** BEGIN Rows **

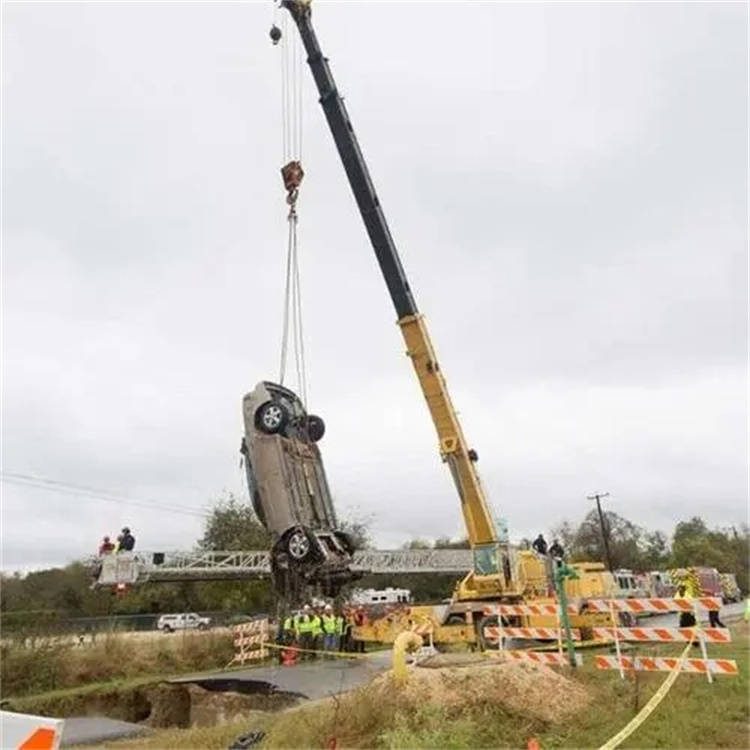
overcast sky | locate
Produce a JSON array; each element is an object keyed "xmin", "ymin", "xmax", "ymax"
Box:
[{"xmin": 2, "ymin": 0, "xmax": 748, "ymax": 569}]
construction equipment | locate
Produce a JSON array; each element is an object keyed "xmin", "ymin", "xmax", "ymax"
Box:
[{"xmin": 280, "ymin": 0, "xmax": 611, "ymax": 640}]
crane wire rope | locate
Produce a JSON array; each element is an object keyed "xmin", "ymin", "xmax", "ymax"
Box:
[{"xmin": 271, "ymin": 7, "xmax": 307, "ymax": 404}]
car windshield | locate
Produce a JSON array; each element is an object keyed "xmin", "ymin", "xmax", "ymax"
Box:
[{"xmin": 266, "ymin": 383, "xmax": 305, "ymax": 417}]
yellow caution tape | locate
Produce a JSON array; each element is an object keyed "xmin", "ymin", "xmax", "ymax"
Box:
[
  {"xmin": 600, "ymin": 642, "xmax": 693, "ymax": 750},
  {"xmin": 260, "ymin": 643, "xmax": 373, "ymax": 659}
]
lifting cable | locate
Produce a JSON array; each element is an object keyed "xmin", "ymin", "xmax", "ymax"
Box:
[{"xmin": 270, "ymin": 7, "xmax": 307, "ymax": 404}]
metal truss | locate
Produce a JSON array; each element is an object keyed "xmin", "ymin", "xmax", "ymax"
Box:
[{"xmin": 89, "ymin": 549, "xmax": 472, "ymax": 586}]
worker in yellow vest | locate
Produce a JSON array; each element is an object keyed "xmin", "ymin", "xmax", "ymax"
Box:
[
  {"xmin": 295, "ymin": 604, "xmax": 313, "ymax": 659},
  {"xmin": 320, "ymin": 604, "xmax": 338, "ymax": 653},
  {"xmin": 310, "ymin": 607, "xmax": 323, "ymax": 659},
  {"xmin": 336, "ymin": 614, "xmax": 345, "ymax": 651}
]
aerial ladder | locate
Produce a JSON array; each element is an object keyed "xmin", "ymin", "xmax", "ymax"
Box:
[{"xmin": 280, "ymin": 0, "xmax": 521, "ymax": 601}]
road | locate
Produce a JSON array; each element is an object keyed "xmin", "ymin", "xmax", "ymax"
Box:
[
  {"xmin": 639, "ymin": 602, "xmax": 745, "ymax": 628},
  {"xmin": 60, "ymin": 651, "xmax": 391, "ymax": 748},
  {"xmin": 170, "ymin": 651, "xmax": 391, "ymax": 700},
  {"xmin": 61, "ymin": 602, "xmax": 745, "ymax": 747}
]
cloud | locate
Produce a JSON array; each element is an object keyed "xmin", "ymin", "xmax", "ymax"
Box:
[{"xmin": 2, "ymin": 3, "xmax": 748, "ymax": 567}]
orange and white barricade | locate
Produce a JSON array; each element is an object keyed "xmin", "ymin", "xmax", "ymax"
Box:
[
  {"xmin": 484, "ymin": 625, "xmax": 581, "ymax": 643},
  {"xmin": 489, "ymin": 650, "xmax": 583, "ymax": 667},
  {"xmin": 593, "ymin": 628, "xmax": 732, "ymax": 643},
  {"xmin": 483, "ymin": 602, "xmax": 581, "ymax": 666},
  {"xmin": 230, "ymin": 618, "xmax": 269, "ymax": 665},
  {"xmin": 588, "ymin": 596, "xmax": 737, "ymax": 682},
  {"xmin": 594, "ymin": 656, "xmax": 738, "ymax": 675},
  {"xmin": 586, "ymin": 596, "xmax": 721, "ymax": 614},
  {"xmin": 0, "ymin": 711, "xmax": 65, "ymax": 750}
]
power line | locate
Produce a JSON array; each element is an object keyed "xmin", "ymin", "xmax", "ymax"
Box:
[
  {"xmin": 0, "ymin": 470, "xmax": 210, "ymax": 518},
  {"xmin": 586, "ymin": 492, "xmax": 614, "ymax": 573}
]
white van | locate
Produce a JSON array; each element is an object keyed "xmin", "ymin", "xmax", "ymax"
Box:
[
  {"xmin": 351, "ymin": 587, "xmax": 411, "ymax": 606},
  {"xmin": 156, "ymin": 612, "xmax": 211, "ymax": 633}
]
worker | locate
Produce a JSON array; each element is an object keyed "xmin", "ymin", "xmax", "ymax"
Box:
[
  {"xmin": 336, "ymin": 609, "xmax": 346, "ymax": 651},
  {"xmin": 99, "ymin": 536, "xmax": 115, "ymax": 557},
  {"xmin": 352, "ymin": 605, "xmax": 367, "ymax": 654},
  {"xmin": 320, "ymin": 604, "xmax": 339, "ymax": 658},
  {"xmin": 549, "ymin": 539, "xmax": 565, "ymax": 562},
  {"xmin": 674, "ymin": 583, "xmax": 700, "ymax": 646},
  {"xmin": 531, "ymin": 534, "xmax": 547, "ymax": 557},
  {"xmin": 117, "ymin": 526, "xmax": 135, "ymax": 552},
  {"xmin": 311, "ymin": 606, "xmax": 323, "ymax": 659},
  {"xmin": 708, "ymin": 609, "xmax": 726, "ymax": 628},
  {"xmin": 295, "ymin": 604, "xmax": 313, "ymax": 660}
]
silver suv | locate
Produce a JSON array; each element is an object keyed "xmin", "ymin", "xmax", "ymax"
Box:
[{"xmin": 241, "ymin": 381, "xmax": 356, "ymax": 596}]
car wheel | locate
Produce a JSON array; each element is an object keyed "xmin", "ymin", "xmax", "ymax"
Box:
[
  {"xmin": 305, "ymin": 414, "xmax": 326, "ymax": 443},
  {"xmin": 334, "ymin": 531, "xmax": 356, "ymax": 555},
  {"xmin": 255, "ymin": 401, "xmax": 289, "ymax": 435},
  {"xmin": 286, "ymin": 529, "xmax": 312, "ymax": 562}
]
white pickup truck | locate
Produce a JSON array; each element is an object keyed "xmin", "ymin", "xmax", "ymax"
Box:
[{"xmin": 156, "ymin": 612, "xmax": 211, "ymax": 633}]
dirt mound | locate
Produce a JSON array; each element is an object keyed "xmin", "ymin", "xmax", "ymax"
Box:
[{"xmin": 373, "ymin": 657, "xmax": 589, "ymax": 722}]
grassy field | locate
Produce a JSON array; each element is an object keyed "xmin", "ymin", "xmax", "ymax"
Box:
[
  {"xmin": 95, "ymin": 623, "xmax": 750, "ymax": 750},
  {"xmin": 0, "ymin": 631, "xmax": 234, "ymax": 699}
]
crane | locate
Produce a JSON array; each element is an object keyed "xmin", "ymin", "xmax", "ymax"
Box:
[{"xmin": 280, "ymin": 0, "xmax": 520, "ymax": 600}]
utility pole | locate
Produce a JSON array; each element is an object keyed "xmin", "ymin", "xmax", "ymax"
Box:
[{"xmin": 586, "ymin": 492, "xmax": 614, "ymax": 573}]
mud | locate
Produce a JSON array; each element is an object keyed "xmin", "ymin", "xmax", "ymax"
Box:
[{"xmin": 8, "ymin": 679, "xmax": 304, "ymax": 729}]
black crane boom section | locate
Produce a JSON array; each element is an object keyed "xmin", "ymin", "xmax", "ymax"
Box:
[{"xmin": 281, "ymin": 0, "xmax": 419, "ymax": 320}]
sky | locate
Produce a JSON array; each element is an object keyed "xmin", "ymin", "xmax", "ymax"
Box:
[{"xmin": 0, "ymin": 0, "xmax": 748, "ymax": 570}]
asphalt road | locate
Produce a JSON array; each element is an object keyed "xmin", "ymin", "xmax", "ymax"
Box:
[
  {"xmin": 54, "ymin": 602, "xmax": 745, "ymax": 747},
  {"xmin": 170, "ymin": 651, "xmax": 391, "ymax": 700},
  {"xmin": 639, "ymin": 602, "xmax": 745, "ymax": 628}
]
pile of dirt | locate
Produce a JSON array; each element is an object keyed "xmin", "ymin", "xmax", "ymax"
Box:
[{"xmin": 373, "ymin": 656, "xmax": 590, "ymax": 723}]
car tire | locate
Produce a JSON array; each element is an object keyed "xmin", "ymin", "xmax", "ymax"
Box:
[
  {"xmin": 285, "ymin": 529, "xmax": 313, "ymax": 563},
  {"xmin": 255, "ymin": 401, "xmax": 289, "ymax": 435},
  {"xmin": 334, "ymin": 531, "xmax": 357, "ymax": 555},
  {"xmin": 305, "ymin": 414, "xmax": 326, "ymax": 443}
]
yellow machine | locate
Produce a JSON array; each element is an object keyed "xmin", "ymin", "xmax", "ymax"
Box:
[{"xmin": 282, "ymin": 0, "xmax": 609, "ymax": 641}]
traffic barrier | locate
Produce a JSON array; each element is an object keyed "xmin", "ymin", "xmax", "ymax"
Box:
[
  {"xmin": 599, "ymin": 643, "xmax": 690, "ymax": 750},
  {"xmin": 594, "ymin": 656, "xmax": 738, "ymax": 675},
  {"xmin": 586, "ymin": 596, "xmax": 721, "ymax": 614},
  {"xmin": 0, "ymin": 711, "xmax": 65, "ymax": 750},
  {"xmin": 484, "ymin": 625, "xmax": 581, "ymax": 641},
  {"xmin": 487, "ymin": 651, "xmax": 583, "ymax": 667},
  {"xmin": 588, "ymin": 597, "xmax": 737, "ymax": 682},
  {"xmin": 592, "ymin": 628, "xmax": 732, "ymax": 643},
  {"xmin": 229, "ymin": 618, "xmax": 269, "ymax": 666}
]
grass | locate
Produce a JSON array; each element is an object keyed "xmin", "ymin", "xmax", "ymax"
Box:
[
  {"xmin": 95, "ymin": 623, "xmax": 750, "ymax": 750},
  {"xmin": 0, "ymin": 633, "xmax": 234, "ymax": 700}
]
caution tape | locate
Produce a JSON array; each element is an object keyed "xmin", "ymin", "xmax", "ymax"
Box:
[
  {"xmin": 599, "ymin": 643, "xmax": 691, "ymax": 750},
  {"xmin": 261, "ymin": 643, "xmax": 376, "ymax": 659}
]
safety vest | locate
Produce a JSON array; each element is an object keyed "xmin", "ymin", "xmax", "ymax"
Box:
[{"xmin": 295, "ymin": 615, "xmax": 313, "ymax": 633}]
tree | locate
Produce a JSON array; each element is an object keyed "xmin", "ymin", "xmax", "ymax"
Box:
[
  {"xmin": 672, "ymin": 516, "xmax": 750, "ymax": 591},
  {"xmin": 198, "ymin": 493, "xmax": 271, "ymax": 552}
]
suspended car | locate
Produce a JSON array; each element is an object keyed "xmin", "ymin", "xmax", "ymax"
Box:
[{"xmin": 241, "ymin": 381, "xmax": 357, "ymax": 596}]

** END Rows **

## Task to carry out:
Copy every line word for word, from the one containing "grass | locate" down to the final line.

## Right answer:
grass | locate
Produce a JSON array; each element is an object keyed "xmin", "ymin", "xmax", "ymax"
Box:
[
  {"xmin": 95, "ymin": 623, "xmax": 750, "ymax": 750},
  {"xmin": 0, "ymin": 633, "xmax": 234, "ymax": 700}
]
caution tape | locate
Produce a JSON array; each element is an object keyed "xmin", "ymin", "xmax", "ymax"
Box:
[
  {"xmin": 599, "ymin": 643, "xmax": 691, "ymax": 750},
  {"xmin": 261, "ymin": 643, "xmax": 376, "ymax": 659}
]
safety vest | locate
Produce a JSON array; each element is an object keyed "xmin", "ymin", "xmax", "ymax"
Box:
[{"xmin": 295, "ymin": 615, "xmax": 313, "ymax": 633}]
tree | locate
Produce a JSON array; each element is an object keyed "xmin", "ymin", "xmax", "ymax"
Box:
[
  {"xmin": 672, "ymin": 516, "xmax": 750, "ymax": 591},
  {"xmin": 198, "ymin": 493, "xmax": 271, "ymax": 552}
]
suspended car | locate
Produce a JSON array; each element is an object keyed "xmin", "ymin", "xmax", "ymax"
Box:
[{"xmin": 241, "ymin": 381, "xmax": 357, "ymax": 596}]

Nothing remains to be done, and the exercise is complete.